■ Provided records
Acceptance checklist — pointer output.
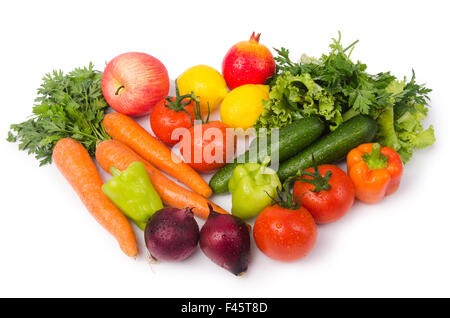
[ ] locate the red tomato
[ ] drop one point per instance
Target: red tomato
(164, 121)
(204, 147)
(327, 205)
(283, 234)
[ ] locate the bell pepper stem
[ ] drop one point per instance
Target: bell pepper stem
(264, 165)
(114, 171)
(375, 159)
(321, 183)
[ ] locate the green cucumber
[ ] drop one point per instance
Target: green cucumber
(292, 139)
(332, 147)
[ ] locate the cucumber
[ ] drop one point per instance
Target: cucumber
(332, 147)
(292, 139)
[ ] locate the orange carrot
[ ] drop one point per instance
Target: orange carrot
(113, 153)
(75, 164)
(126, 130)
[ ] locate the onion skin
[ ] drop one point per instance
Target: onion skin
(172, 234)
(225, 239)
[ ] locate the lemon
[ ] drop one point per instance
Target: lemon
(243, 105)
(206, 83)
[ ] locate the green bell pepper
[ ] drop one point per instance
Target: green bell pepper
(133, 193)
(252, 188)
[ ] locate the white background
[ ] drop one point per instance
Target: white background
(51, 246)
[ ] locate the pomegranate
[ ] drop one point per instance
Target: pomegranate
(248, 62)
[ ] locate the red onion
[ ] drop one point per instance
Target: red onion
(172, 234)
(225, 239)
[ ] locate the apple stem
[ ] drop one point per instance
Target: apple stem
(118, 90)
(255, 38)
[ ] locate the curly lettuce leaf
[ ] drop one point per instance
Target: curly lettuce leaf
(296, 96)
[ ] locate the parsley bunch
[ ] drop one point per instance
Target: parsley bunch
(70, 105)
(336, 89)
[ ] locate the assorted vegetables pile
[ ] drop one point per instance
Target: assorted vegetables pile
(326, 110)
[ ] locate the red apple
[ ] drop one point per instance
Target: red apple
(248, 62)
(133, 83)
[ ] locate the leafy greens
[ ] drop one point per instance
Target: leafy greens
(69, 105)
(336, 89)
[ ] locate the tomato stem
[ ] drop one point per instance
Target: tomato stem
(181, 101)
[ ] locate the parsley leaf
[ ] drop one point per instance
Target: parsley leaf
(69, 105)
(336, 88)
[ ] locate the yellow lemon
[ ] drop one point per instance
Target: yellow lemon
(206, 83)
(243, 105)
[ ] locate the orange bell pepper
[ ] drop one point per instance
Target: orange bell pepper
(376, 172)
==
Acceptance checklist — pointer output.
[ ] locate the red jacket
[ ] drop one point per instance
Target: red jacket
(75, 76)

■ Required work
How many lines in the listing above contain the string "leafy"? Reply with the number alone.

■ Solved exercise
2